Task statement
Every line below that mentions the word "mountain" should be copied out.

[Point localization data]

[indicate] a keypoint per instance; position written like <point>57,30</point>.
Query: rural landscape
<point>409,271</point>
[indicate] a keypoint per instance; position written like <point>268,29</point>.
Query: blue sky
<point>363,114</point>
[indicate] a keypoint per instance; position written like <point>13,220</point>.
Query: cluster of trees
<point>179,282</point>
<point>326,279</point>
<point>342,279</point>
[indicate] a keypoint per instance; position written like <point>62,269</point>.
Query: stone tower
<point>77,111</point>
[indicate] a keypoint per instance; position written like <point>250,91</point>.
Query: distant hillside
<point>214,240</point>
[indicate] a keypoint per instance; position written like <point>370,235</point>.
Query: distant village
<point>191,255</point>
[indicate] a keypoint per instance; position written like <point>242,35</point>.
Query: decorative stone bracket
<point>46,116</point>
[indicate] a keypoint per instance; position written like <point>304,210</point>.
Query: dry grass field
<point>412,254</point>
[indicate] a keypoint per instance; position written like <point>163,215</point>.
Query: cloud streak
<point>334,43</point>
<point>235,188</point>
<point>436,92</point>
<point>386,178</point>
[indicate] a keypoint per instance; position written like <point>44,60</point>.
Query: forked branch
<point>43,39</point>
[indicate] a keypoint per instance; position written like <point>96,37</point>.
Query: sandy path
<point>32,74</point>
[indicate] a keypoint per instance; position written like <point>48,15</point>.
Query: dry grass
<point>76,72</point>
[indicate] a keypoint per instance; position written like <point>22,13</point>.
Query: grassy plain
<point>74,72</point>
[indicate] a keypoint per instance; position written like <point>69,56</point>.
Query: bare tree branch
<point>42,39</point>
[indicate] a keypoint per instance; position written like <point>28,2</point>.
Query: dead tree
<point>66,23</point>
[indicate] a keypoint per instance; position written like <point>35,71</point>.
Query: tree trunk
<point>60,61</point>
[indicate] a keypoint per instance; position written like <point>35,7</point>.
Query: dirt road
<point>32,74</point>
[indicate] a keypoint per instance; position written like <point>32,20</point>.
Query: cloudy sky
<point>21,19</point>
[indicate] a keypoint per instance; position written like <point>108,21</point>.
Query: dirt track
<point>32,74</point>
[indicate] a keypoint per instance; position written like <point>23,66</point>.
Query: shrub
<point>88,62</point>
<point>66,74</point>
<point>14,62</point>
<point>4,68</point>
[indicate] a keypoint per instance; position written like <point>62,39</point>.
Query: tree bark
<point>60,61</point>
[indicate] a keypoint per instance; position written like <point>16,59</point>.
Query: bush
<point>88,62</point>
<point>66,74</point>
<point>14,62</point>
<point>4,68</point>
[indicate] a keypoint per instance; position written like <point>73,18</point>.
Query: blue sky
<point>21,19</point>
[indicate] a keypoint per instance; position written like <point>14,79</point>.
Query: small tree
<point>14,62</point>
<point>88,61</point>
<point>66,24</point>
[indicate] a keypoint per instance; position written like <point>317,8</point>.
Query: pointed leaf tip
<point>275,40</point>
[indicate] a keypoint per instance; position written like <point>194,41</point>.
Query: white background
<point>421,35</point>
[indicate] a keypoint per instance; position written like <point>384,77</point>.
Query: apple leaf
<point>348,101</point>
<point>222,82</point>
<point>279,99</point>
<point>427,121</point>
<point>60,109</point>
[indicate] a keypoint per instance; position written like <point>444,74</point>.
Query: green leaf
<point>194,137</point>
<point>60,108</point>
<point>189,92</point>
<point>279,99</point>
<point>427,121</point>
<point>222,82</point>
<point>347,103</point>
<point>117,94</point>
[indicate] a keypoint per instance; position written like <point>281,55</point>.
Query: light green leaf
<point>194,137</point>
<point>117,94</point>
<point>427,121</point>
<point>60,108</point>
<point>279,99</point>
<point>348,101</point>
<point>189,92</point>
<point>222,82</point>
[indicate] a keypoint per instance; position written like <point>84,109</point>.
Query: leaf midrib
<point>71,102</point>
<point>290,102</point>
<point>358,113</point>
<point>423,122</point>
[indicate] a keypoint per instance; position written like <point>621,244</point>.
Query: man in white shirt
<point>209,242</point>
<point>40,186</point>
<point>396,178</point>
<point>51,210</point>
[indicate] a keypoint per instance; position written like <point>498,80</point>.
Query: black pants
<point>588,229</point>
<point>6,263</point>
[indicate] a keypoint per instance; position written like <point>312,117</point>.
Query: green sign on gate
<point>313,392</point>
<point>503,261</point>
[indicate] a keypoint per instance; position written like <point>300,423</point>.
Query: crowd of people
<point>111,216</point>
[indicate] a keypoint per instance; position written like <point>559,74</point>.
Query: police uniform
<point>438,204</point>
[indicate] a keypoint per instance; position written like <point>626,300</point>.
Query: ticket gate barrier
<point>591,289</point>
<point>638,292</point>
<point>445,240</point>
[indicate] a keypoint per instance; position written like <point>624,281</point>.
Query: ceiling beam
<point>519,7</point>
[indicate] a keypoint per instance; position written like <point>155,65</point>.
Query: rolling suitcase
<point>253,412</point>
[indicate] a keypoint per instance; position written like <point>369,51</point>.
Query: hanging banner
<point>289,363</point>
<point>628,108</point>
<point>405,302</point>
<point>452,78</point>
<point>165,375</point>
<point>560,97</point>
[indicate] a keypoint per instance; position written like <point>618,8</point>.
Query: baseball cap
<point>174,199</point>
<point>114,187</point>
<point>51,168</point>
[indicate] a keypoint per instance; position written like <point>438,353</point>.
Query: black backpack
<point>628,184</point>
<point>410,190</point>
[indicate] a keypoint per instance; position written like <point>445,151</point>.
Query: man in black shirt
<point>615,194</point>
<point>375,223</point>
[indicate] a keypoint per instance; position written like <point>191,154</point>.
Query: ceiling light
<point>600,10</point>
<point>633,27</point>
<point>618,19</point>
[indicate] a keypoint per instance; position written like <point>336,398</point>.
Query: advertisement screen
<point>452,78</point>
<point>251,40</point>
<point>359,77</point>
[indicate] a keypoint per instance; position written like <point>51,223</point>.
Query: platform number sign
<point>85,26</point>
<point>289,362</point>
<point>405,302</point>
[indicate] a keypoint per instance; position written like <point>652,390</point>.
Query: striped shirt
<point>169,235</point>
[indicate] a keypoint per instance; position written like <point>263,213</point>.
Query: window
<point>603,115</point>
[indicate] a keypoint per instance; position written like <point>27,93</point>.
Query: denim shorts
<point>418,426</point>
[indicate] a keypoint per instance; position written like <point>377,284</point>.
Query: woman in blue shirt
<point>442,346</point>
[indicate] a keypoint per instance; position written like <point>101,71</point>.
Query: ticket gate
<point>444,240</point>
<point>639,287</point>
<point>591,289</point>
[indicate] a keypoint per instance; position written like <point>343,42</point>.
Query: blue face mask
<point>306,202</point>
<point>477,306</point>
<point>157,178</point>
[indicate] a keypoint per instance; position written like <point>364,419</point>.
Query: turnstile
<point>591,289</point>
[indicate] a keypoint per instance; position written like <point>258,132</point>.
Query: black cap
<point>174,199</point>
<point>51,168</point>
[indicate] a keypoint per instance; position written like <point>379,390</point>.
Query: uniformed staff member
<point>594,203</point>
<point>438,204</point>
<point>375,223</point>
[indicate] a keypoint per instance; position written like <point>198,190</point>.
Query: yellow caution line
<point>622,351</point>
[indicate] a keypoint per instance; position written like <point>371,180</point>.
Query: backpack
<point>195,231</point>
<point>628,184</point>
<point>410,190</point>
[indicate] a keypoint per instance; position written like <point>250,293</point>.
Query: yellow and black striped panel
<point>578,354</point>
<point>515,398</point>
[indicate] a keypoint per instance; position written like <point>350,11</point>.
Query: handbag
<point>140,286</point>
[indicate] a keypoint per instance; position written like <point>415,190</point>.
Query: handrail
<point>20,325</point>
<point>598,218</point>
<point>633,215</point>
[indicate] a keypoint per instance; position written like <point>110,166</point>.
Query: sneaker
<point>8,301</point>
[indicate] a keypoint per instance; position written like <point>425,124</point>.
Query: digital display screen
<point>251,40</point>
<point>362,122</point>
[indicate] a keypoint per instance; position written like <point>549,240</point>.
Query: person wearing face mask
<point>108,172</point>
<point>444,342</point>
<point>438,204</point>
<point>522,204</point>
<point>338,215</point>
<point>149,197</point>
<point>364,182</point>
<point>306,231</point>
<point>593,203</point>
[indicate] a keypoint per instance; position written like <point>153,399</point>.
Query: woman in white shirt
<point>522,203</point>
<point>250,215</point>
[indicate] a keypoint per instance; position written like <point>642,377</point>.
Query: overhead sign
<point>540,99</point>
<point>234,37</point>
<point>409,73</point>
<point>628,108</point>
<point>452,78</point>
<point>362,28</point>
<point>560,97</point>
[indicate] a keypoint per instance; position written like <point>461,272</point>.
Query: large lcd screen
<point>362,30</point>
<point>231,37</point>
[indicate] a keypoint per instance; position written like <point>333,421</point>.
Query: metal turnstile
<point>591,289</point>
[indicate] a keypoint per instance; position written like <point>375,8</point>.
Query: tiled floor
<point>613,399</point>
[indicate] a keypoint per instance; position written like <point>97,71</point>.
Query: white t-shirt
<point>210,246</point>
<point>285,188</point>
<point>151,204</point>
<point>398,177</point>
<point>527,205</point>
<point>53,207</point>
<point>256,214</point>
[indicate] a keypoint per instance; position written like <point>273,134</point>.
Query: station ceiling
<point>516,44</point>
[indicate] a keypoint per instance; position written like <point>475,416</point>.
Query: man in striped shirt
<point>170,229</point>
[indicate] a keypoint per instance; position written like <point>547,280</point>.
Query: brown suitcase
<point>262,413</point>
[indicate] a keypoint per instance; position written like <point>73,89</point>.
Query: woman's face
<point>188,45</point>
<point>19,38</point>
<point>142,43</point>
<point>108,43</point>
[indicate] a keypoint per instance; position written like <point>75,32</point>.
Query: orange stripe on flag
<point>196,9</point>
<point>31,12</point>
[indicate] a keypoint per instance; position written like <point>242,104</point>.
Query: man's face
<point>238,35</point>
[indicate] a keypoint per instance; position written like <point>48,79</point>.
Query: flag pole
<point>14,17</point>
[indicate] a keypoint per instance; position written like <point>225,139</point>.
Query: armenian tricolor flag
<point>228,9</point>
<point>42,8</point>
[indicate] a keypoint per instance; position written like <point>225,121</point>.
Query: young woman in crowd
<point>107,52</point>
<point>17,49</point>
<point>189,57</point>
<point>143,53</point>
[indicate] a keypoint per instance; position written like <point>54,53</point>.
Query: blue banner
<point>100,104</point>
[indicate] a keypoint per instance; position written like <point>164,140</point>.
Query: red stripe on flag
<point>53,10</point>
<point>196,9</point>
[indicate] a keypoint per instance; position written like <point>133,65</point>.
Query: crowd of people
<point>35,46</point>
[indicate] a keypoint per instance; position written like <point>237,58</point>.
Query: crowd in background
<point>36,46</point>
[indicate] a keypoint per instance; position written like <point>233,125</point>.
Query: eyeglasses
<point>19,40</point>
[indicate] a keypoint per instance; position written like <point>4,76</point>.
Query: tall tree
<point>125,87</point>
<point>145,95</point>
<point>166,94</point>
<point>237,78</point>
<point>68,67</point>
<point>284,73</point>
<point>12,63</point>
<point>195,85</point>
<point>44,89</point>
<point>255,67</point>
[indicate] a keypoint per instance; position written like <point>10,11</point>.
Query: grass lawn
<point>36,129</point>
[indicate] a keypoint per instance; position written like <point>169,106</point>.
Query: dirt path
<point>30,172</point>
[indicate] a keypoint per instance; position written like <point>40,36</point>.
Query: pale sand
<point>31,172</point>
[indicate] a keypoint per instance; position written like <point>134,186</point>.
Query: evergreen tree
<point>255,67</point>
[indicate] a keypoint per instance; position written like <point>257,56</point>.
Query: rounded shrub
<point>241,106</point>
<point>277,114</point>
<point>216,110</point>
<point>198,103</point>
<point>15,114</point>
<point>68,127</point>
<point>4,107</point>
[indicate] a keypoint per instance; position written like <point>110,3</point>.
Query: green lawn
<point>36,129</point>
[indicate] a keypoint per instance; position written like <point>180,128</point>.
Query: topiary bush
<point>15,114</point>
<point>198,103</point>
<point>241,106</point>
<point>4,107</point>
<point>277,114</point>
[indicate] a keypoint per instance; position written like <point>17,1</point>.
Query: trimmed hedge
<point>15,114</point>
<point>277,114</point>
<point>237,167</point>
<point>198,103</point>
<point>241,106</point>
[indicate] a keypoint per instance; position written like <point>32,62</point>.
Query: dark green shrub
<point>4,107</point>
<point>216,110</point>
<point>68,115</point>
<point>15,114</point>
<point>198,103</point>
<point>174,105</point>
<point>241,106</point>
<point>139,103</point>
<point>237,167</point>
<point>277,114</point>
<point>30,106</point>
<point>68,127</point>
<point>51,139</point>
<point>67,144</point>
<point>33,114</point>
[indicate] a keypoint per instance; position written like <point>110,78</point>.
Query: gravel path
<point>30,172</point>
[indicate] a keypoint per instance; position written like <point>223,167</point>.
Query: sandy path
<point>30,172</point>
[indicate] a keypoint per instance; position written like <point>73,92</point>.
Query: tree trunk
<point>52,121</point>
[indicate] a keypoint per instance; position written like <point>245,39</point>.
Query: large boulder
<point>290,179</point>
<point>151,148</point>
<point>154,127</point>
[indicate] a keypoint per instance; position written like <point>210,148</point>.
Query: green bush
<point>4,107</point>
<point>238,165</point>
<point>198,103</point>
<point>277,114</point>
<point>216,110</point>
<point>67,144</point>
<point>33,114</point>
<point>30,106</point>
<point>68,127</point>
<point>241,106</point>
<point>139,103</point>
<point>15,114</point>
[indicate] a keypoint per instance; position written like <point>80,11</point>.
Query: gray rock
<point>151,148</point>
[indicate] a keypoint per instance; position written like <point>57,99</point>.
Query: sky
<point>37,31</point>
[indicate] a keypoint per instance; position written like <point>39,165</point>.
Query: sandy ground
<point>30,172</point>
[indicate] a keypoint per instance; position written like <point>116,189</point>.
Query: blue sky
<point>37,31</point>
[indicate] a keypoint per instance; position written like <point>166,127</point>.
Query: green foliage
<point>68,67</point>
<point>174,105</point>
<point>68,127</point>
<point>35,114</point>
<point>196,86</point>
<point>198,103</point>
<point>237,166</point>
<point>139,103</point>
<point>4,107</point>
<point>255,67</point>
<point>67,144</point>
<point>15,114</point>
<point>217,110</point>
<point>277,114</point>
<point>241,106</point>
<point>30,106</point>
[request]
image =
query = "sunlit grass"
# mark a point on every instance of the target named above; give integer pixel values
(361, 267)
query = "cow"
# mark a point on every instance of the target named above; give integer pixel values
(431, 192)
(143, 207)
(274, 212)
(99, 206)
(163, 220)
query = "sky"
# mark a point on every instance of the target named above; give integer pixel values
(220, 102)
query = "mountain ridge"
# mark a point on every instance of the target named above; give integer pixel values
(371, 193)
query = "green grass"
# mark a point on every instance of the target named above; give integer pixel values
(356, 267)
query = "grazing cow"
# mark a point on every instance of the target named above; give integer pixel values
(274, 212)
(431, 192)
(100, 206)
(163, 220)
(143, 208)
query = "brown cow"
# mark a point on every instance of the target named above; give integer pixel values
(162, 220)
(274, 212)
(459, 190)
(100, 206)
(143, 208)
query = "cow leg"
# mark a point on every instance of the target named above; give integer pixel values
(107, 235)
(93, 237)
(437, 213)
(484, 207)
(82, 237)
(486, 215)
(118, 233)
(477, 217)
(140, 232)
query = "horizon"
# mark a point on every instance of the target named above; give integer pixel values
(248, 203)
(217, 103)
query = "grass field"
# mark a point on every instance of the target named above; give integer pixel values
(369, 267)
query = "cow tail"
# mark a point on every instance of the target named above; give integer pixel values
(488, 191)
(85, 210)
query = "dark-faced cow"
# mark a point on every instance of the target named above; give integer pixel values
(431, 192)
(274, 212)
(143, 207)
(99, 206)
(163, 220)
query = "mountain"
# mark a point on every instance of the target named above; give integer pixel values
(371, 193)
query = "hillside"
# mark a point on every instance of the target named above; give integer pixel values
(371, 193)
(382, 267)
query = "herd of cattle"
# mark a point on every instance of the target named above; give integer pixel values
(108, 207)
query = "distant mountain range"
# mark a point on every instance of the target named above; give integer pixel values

Response to the task
query = "mountain ridge"
query = "mountain"
query = "distant mountain range"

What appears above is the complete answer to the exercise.